■ **Problems and tasks**
**1.** Duplicate, word for word, the portion of the Huxley passage that opens with the words containing "In the southern" and closes with "other marine organisms.".
**2.** Write the next part of the Huxley passage, starting right after its final sentence.

■ **Text provided**
Friday, March 02, 2007

In praise of tiny truths

In the southern hemisphere summer of 1848, twenty-three-year-old Thomas Henry Huxley was sailing Australian waters as Assistant Surgeon on HMS Rattlesnake. He was head-over-heels in love with a young woman he had met Down Under, and drifting into the critical skepticism about matters of religion he would later dub "agnosticism." Other than young Henrietta "Nettie" Heathorn, the main thing on his mind was jellyfish, of which he had netted hundreds. As the ship sailed up the Australian coast he worked at sorting out the relationships among his many specimens, and between the jellyfish and other marine organisms.

Collection entries
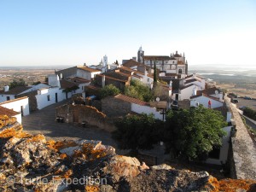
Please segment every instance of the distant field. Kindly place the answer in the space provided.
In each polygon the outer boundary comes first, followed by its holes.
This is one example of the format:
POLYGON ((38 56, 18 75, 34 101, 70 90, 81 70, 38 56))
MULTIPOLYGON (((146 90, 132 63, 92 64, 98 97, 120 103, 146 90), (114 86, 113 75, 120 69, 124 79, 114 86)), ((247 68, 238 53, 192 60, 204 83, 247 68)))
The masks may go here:
POLYGON ((44 82, 49 74, 54 73, 54 69, 6 69, 0 68, 0 88, 9 84, 13 80, 23 79, 29 85, 34 82, 44 82))

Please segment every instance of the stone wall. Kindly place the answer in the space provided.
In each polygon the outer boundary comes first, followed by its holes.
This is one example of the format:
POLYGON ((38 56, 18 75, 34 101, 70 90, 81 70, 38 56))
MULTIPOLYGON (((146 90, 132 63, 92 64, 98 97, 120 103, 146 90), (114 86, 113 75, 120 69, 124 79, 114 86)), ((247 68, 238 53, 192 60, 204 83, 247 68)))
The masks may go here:
POLYGON ((27 93, 18 95, 15 96, 15 98, 27 96, 28 97, 28 104, 29 104, 29 112, 32 112, 32 111, 38 110, 37 98, 36 98, 37 94, 38 94, 38 91, 34 90, 32 92, 27 92, 27 93))
MULTIPOLYGON (((231 177, 238 179, 256 179, 256 147, 236 108, 225 98, 230 107, 236 134, 231 138, 230 166, 231 177)), ((231 133, 232 134, 232 133, 231 133)))
MULTIPOLYGON (((101 75, 96 75, 95 78, 96 83, 99 86, 102 86, 102 76, 101 75)), ((113 84, 117 88, 119 88, 121 90, 125 90, 125 88, 126 85, 130 85, 130 80, 131 78, 129 78, 128 81, 119 81, 119 80, 115 80, 113 79, 109 79, 107 76, 105 77, 105 85, 108 84, 113 84)))
POLYGON ((56 108, 55 115, 62 117, 65 123, 84 123, 86 126, 97 126, 108 131, 115 130, 115 127, 108 122, 106 114, 91 106, 66 104, 56 108))
POLYGON ((109 96, 102 100, 102 111, 110 118, 125 116, 131 112, 131 103, 109 96))

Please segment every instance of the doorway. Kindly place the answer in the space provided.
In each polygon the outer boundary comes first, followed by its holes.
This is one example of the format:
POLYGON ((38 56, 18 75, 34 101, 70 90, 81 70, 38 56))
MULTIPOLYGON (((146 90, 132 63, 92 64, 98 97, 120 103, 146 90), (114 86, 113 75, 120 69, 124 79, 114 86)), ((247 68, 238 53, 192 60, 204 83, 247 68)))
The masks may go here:
POLYGON ((21 116, 23 117, 24 114, 23 114, 23 106, 20 106, 20 113, 21 113, 21 116))
POLYGON ((175 95, 175 100, 178 101, 178 94, 175 95))
POLYGON ((55 93, 55 102, 58 102, 58 93, 55 93))

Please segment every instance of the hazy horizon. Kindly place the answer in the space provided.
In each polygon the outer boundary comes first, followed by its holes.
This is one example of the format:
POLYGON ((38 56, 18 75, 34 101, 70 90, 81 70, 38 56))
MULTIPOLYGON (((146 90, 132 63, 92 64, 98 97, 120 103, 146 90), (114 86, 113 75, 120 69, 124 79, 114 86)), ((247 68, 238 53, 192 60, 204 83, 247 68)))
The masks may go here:
POLYGON ((97 65, 185 53, 253 67, 256 1, 0 1, 0 66, 97 65))

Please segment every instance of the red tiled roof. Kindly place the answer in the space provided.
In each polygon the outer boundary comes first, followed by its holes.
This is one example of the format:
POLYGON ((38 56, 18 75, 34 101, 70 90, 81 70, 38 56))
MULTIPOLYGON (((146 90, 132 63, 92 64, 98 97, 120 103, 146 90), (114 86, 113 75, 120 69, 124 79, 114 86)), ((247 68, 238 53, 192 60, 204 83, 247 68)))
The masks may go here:
MULTIPOLYGON (((103 77, 102 74, 96 74, 96 76, 103 77)), ((105 75, 105 79, 113 79, 113 80, 120 81, 120 82, 124 82, 124 83, 126 83, 128 81, 128 80, 119 79, 116 79, 116 78, 112 78, 112 77, 109 77, 108 75, 105 75)))
POLYGON ((133 67, 136 66, 141 66, 143 65, 143 63, 137 62, 132 59, 129 60, 127 62, 125 62, 123 64, 123 67, 133 67))
POLYGON ((87 71, 87 72, 102 72, 101 70, 94 69, 94 68, 90 68, 90 67, 85 67, 85 66, 82 66, 82 67, 79 67, 78 66, 77 67, 79 68, 79 69, 87 71))
POLYGON ((85 86, 85 88, 87 88, 87 87, 90 89, 92 89, 92 90, 101 90, 102 89, 102 87, 100 87, 100 86, 96 86, 96 85, 92 85, 92 84, 85 86))
POLYGON ((166 76, 177 76, 177 73, 166 73, 166 76))
POLYGON ((72 88, 72 87, 74 87, 74 86, 78 85, 77 84, 75 84, 73 82, 67 81, 66 79, 60 80, 60 83, 61 83, 61 89, 72 88))
POLYGON ((14 102, 16 102, 16 101, 20 101, 20 100, 22 100, 22 99, 27 99, 27 98, 28 98, 27 96, 22 96, 22 97, 20 97, 20 98, 17 98, 17 99, 9 100, 9 101, 3 102, 0 102, 0 106, 3 105, 3 104, 6 104, 6 103, 14 102))
POLYGON ((218 90, 218 93, 220 92, 219 89, 216 88, 216 87, 212 87, 207 90, 198 90, 197 94, 201 95, 201 94, 206 94, 206 95, 215 95, 215 91, 218 90))
POLYGON ((18 86, 15 87, 9 91, 4 92, 4 90, 0 90, 0 94, 2 95, 18 95, 20 93, 22 93, 25 90, 29 90, 32 87, 26 87, 26 86, 18 86))
POLYGON ((144 60, 170 60, 170 56, 165 56, 165 55, 145 55, 144 60))
POLYGON ((0 106, 0 114, 1 115, 7 115, 9 117, 13 117, 13 116, 15 116, 20 113, 19 113, 19 112, 15 112, 14 110, 11 110, 11 109, 9 109, 9 108, 0 106))
POLYGON ((193 84, 190 84, 189 85, 186 85, 186 86, 183 86, 183 87, 180 88, 180 90, 184 90, 184 89, 186 89, 188 87, 190 87, 190 86, 193 86, 193 85, 194 85, 193 84))
POLYGON ((145 102, 141 101, 139 99, 133 98, 133 97, 131 97, 131 96, 125 96, 125 95, 122 95, 122 94, 119 94, 114 97, 119 99, 119 100, 122 100, 124 102, 131 102, 131 103, 135 103, 135 104, 137 104, 137 105, 149 106, 148 102, 145 102))
POLYGON ((125 67, 125 66, 121 66, 119 68, 123 69, 123 70, 125 70, 125 71, 128 71, 128 72, 133 72, 134 71, 133 69, 129 68, 129 67, 125 67))
POLYGON ((215 101, 217 101, 217 102, 220 102, 220 101, 219 101, 218 98, 216 98, 216 97, 210 96, 208 96, 208 95, 207 95, 207 94, 203 94, 203 93, 201 93, 201 95, 196 95, 196 96, 190 96, 190 99, 197 98, 197 97, 200 97, 200 96, 205 96, 205 97, 207 97, 207 98, 215 100, 215 101))
POLYGON ((201 80, 199 80, 199 79, 192 79, 186 80, 185 84, 192 83, 192 82, 195 82, 195 81, 200 81, 201 82, 201 80))
POLYGON ((139 76, 139 75, 137 75, 137 74, 133 74, 131 75, 132 77, 136 77, 136 78, 138 78, 138 79, 142 79, 143 77, 142 76, 139 76))
POLYGON ((90 80, 85 79, 84 78, 79 78, 79 77, 73 77, 73 78, 69 78, 66 79, 67 80, 77 83, 77 84, 85 84, 85 83, 90 83, 90 80))

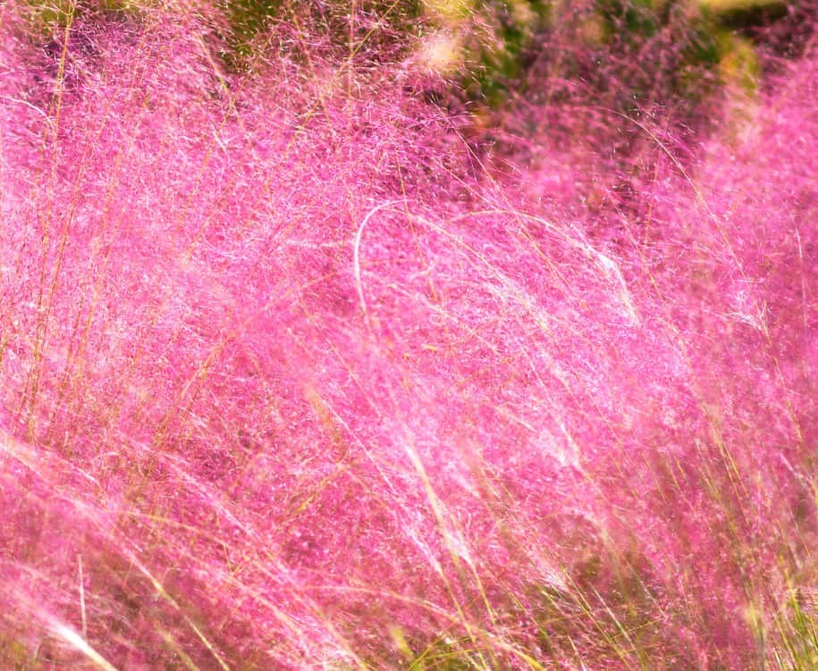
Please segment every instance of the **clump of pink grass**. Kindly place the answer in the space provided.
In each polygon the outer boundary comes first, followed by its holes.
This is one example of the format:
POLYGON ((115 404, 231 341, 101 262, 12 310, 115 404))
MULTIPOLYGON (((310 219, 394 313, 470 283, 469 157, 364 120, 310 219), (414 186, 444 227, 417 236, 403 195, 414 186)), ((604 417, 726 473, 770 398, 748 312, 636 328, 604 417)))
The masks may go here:
POLYGON ((814 54, 494 171, 188 10, 3 10, 3 665, 814 665, 814 54))

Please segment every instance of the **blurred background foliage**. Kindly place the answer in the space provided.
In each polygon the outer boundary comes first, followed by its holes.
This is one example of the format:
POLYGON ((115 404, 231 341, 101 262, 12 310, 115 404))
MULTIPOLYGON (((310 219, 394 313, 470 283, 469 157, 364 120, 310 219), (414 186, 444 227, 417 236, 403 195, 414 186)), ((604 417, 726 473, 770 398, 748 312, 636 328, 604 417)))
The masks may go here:
MULTIPOLYGON (((59 41, 80 17, 138 16, 174 0, 28 0, 59 41)), ((816 0, 194 0, 228 71, 261 55, 318 55, 357 74, 411 63, 427 99, 479 123, 522 101, 594 105, 614 115, 664 108, 696 126, 700 104, 729 87, 753 95, 759 46, 797 56, 816 0)), ((54 46, 52 46, 54 50, 54 46)), ((47 49, 46 49, 47 50, 47 49)), ((519 107, 516 113, 519 114, 519 107)), ((523 114, 523 116, 525 116, 523 114)), ((704 114, 706 117, 706 113, 704 114)))

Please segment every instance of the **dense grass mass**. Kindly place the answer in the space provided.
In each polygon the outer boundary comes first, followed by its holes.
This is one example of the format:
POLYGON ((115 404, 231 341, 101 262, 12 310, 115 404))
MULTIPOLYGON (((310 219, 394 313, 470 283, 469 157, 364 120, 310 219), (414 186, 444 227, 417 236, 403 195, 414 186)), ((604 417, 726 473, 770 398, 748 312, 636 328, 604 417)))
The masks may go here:
POLYGON ((0 667, 818 668, 814 7, 721 4, 0 5, 0 667))

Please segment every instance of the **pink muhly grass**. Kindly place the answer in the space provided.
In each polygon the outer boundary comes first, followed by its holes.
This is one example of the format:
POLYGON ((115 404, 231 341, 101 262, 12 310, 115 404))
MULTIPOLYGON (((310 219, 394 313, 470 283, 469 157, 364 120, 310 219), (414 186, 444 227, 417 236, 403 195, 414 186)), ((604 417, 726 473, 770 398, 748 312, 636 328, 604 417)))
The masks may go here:
POLYGON ((2 12, 4 667, 816 663, 814 53, 623 167, 2 12))

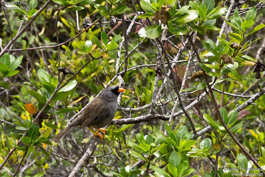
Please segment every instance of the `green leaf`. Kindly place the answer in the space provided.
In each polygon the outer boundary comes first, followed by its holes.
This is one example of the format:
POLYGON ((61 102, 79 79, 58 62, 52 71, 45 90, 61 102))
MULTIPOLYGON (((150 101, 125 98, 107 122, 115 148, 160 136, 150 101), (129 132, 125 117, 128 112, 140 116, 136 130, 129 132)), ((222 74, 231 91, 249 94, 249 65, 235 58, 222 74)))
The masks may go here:
POLYGON ((206 13, 207 12, 207 8, 206 5, 205 4, 201 4, 199 7, 198 7, 196 8, 196 9, 199 12, 199 14, 202 20, 204 19, 206 15, 206 13))
POLYGON ((206 73, 210 73, 211 72, 211 70, 210 70, 203 63, 199 63, 199 65, 201 66, 201 68, 205 71, 206 73))
POLYGON ((27 136, 31 138, 32 140, 34 139, 37 137, 39 132, 39 127, 38 124, 36 123, 32 124, 29 127, 29 129, 27 136))
POLYGON ((236 161, 239 167, 244 168, 248 167, 248 160, 244 154, 241 153, 238 154, 236 156, 236 161))
POLYGON ((165 177, 171 177, 169 174, 165 171, 164 170, 161 169, 159 167, 152 166, 151 166, 151 168, 160 175, 163 175, 165 177))
POLYGON ((8 71, 8 73, 7 73, 5 77, 11 77, 14 75, 16 74, 19 72, 18 70, 10 70, 8 71))
POLYGON ((119 5, 112 11, 112 15, 118 15, 122 14, 127 10, 127 6, 125 5, 119 5))
POLYGON ((140 133, 137 133, 136 135, 136 137, 139 144, 146 142, 143 136, 140 133))
POLYGON ((176 168, 180 164, 180 157, 178 153, 175 151, 172 152, 169 156, 168 163, 176 168))
POLYGON ((136 144, 135 142, 133 142, 131 141, 129 141, 129 140, 127 140, 126 141, 126 142, 127 143, 127 144, 132 147, 135 149, 138 150, 143 150, 143 149, 141 148, 138 145, 136 144))
POLYGON ((231 32, 229 33, 228 35, 231 38, 231 40, 233 41, 234 42, 239 43, 241 43, 242 39, 241 36, 240 35, 237 33, 231 32))
POLYGON ((1 87, 7 90, 10 90, 11 88, 8 84, 4 81, 0 81, 0 87, 1 87))
POLYGON ((247 60, 249 60, 249 61, 254 61, 255 62, 257 62, 257 61, 256 60, 252 57, 251 57, 249 56, 248 56, 248 55, 242 55, 241 57, 241 58, 244 58, 244 59, 246 59, 247 60))
POLYGON ((111 42, 110 44, 107 44, 107 48, 108 51, 111 51, 117 50, 118 47, 118 44, 115 42, 111 42))
MULTIPOLYGON (((185 141, 184 140, 182 140, 180 142, 180 144, 181 144, 180 148, 184 149, 189 149, 191 148, 196 144, 197 142, 195 140, 189 140, 188 141, 185 141)), ((188 150, 189 150, 189 149, 188 150)))
POLYGON ((150 150, 150 145, 145 143, 139 144, 139 146, 145 151, 146 152, 150 150))
MULTIPOLYGON (((141 150, 142 150, 141 149, 141 150)), ((131 150, 129 150, 129 153, 132 155, 134 156, 138 159, 140 159, 147 162, 147 160, 141 154, 131 150)))
POLYGON ((23 45, 24 47, 26 47, 26 45, 27 45, 27 42, 26 41, 24 40, 22 40, 21 41, 21 43, 22 44, 22 45, 23 45))
POLYGON ((42 176, 43 176, 44 174, 45 174, 45 173, 46 173, 46 172, 44 171, 42 171, 37 173, 32 177, 41 177, 42 176))
POLYGON ((29 137, 24 137, 21 138, 21 141, 25 143, 26 145, 27 145, 31 142, 31 138, 29 137))
MULTIPOLYGON (((0 72, 1 73, 1 74, 0 76, 3 76, 8 73, 8 70, 9 68, 8 66, 4 63, 0 63, 0 72)), ((1 74, 0 73, 0 74, 1 74)))
POLYGON ((34 81, 33 79, 31 79, 28 76, 27 76, 27 78, 29 80, 29 81, 31 82, 33 84, 33 85, 34 85, 34 86, 35 86, 35 87, 36 87, 36 88, 37 88, 39 89, 39 90, 41 90, 41 88, 40 88, 40 87, 38 85, 38 84, 37 84, 37 83, 36 83, 36 82, 35 82, 35 81, 34 81))
POLYGON ((171 173, 171 174, 173 175, 174 177, 177 177, 178 176, 178 170, 176 168, 170 164, 169 163, 167 165, 167 167, 168 167, 168 171, 171 173))
POLYGON ((107 36, 107 33, 105 31, 102 31, 101 32, 101 36, 102 43, 107 47, 108 44, 108 37, 107 36))
POLYGON ((203 4, 206 5, 206 14, 208 14, 213 9, 215 3, 214 0, 205 0, 203 1, 203 4))
POLYGON ((226 124, 227 125, 232 124, 236 120, 237 117, 238 117, 238 112, 236 109, 232 110, 229 112, 227 117, 228 118, 227 122, 226 124))
POLYGON ((241 27, 244 32, 246 32, 249 28, 252 26, 254 24, 254 20, 250 21, 244 21, 241 24, 241 27))
POLYGON ((51 124, 49 122, 44 122, 44 124, 45 124, 45 125, 46 125, 47 127, 49 127, 50 128, 51 128, 53 129, 60 129, 59 127, 54 124, 51 124))
POLYGON ((52 77, 48 72, 42 69, 39 69, 38 71, 38 76, 41 83, 42 83, 45 81, 47 82, 50 83, 52 81, 52 77))
POLYGON ((248 13, 246 14, 246 19, 247 21, 250 21, 255 19, 257 14, 257 9, 255 6, 249 9, 248 13))
POLYGON ((184 89, 182 89, 180 90, 180 91, 194 91, 194 90, 196 90, 196 88, 193 88, 192 87, 190 87, 190 88, 184 88, 184 89))
POLYGON ((223 118, 223 121, 226 123, 226 124, 227 125, 228 121, 227 120, 227 111, 226 111, 226 110, 225 108, 221 108, 219 109, 219 111, 220 112, 221 116, 222 116, 222 118, 223 118))
POLYGON ((144 10, 147 12, 154 14, 155 10, 149 2, 145 0, 141 0, 140 1, 140 5, 144 10))
POLYGON ((35 9, 38 5, 37 0, 30 0, 29 1, 29 9, 35 9))
POLYGON ((40 145, 38 145, 38 147, 39 147, 39 148, 42 151, 42 153, 45 155, 46 156, 48 157, 50 157, 50 155, 49 154, 49 153, 46 151, 46 150, 45 150, 45 149, 42 147, 40 145))
POLYGON ((10 60, 10 63, 9 64, 9 69, 11 70, 15 70, 19 67, 21 62, 22 61, 22 59, 23 58, 23 55, 20 55, 14 61, 10 60))
POLYGON ((220 30, 221 30, 221 29, 220 29, 219 28, 216 27, 215 27, 214 26, 211 26, 210 25, 203 25, 201 26, 201 27, 204 28, 206 28, 209 30, 214 30, 215 31, 220 31, 220 30))
POLYGON ((57 109, 54 112, 51 114, 51 115, 54 114, 60 114, 61 113, 64 113, 64 112, 67 112, 73 111, 75 111, 76 110, 78 110, 78 109, 77 108, 64 108, 57 109))
POLYGON ((206 39, 205 40, 205 45, 208 50, 215 56, 220 56, 220 54, 217 52, 217 47, 215 45, 215 43, 212 40, 208 38, 206 39))
POLYGON ((146 141, 146 143, 148 145, 150 145, 154 141, 154 139, 150 135, 147 135, 147 136, 146 136, 145 141, 146 141))
POLYGON ((187 26, 183 25, 178 26, 174 25, 173 26, 170 21, 168 23, 168 30, 172 34, 175 35, 183 35, 187 34, 188 28, 187 26))
POLYGON ((17 126, 15 128, 17 130, 28 130, 26 128, 23 127, 22 126, 17 126))
POLYGON ((211 146, 212 141, 208 138, 204 139, 200 143, 200 148, 201 149, 206 148, 210 148, 211 146))
POLYGON ((254 28, 249 31, 248 33, 247 33, 245 37, 246 37, 247 36, 251 34, 252 34, 253 33, 259 30, 264 27, 264 26, 265 26, 265 25, 263 23, 260 24, 257 26, 255 27, 254 28))
POLYGON ((76 1, 77 4, 86 5, 94 2, 96 0, 80 0, 76 1))
POLYGON ((199 16, 199 12, 197 10, 187 10, 184 14, 177 16, 171 20, 172 23, 177 25, 183 25, 187 22, 191 22, 196 19, 199 16))
POLYGON ((59 4, 63 6, 66 6, 69 4, 66 0, 52 0, 52 1, 59 4))
POLYGON ((167 131, 168 132, 168 136, 170 138, 175 141, 178 146, 178 141, 177 140, 177 138, 176 137, 175 134, 171 129, 171 128, 170 128, 169 126, 167 125, 166 125, 166 129, 167 130, 167 131))
POLYGON ((206 17, 207 19, 217 19, 226 12, 226 9, 224 7, 222 7, 217 10, 213 9, 213 12, 210 12, 209 15, 206 17))
POLYGON ((216 130, 218 130, 219 129, 218 125, 211 116, 207 114, 203 114, 203 117, 206 122, 208 123, 211 127, 216 130))
POLYGON ((147 37, 155 39, 161 34, 161 25, 160 24, 153 25, 146 28, 145 34, 147 37))
POLYGON ((54 86, 50 83, 47 82, 45 81, 43 81, 42 82, 42 85, 43 86, 43 87, 51 94, 53 93, 55 90, 55 87, 54 86))
POLYGON ((147 18, 150 17, 153 17, 154 15, 154 14, 153 13, 145 13, 143 15, 139 15, 137 17, 137 18, 147 18))
POLYGON ((178 142, 177 144, 179 144, 180 140, 183 138, 183 137, 188 133, 188 128, 186 126, 183 125, 178 128, 177 130, 175 135, 176 138, 178 142))
POLYGON ((70 91, 57 92, 52 99, 52 102, 60 100, 68 96, 71 93, 70 91))
POLYGON ((9 66, 10 63, 10 56, 9 54, 7 53, 5 53, 0 58, 0 63, 5 64, 7 66, 9 66))
POLYGON ((62 88, 59 90, 58 92, 67 91, 72 90, 76 84, 77 84, 77 82, 75 80, 72 80, 64 86, 62 88))
POLYGON ((39 103, 43 101, 46 100, 46 99, 38 93, 37 92, 33 90, 29 90, 27 91, 27 92, 30 94, 32 96, 36 99, 37 101, 39 103))
POLYGON ((92 37, 93 38, 93 40, 94 40, 94 42, 95 42, 95 43, 97 45, 97 46, 102 49, 103 49, 103 48, 102 47, 101 44, 100 44, 100 40, 97 38, 97 36, 95 35, 93 35, 92 36, 92 37))
POLYGON ((217 72, 209 72, 209 73, 208 73, 207 74, 210 76, 213 77, 221 77, 222 76, 222 74, 217 73, 217 72))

■ **Results for the exercise**
**1.**
In the southern hemisphere summer of 1848, twenty-three-year-old Thomas Henry Huxley was sailing Australian waters as Assistant Surgeon on HMS Rattlesnake. He was head-over-heels in love with a young woman he had met Down Under, and drifting into the critical skepticism about matters of religion he would later dub "agnosticism." Other than young Henrietta "Nettie" Heathorn, the main thing on his mind was jellyfish, of which he had netted hundreds. As the ship sailed up the Australian coast he worked at sorting out the relationships among his many specimens, and between the jellyfish and other marine organisms.

**2.**
Huxley's brilliant biographer Adrian Desmond writes: "Nettie, a sensible girl who liked Schiller and penned love poems, must have asked 'Why jellyfish?' And he must have led her self-importantly from these pulsing 'nastinesses' to the great problem of existence, contrasting the tiny truths of creation with the great sandcastle sophistries for which men were willing to die. The tiny truths were real bricks which would build a palatial foundation to Truth. They were stanzas of Nature's great poem; and only by reciting the ultimate sonnet could we gain a rational set of mores and a real meaning to life."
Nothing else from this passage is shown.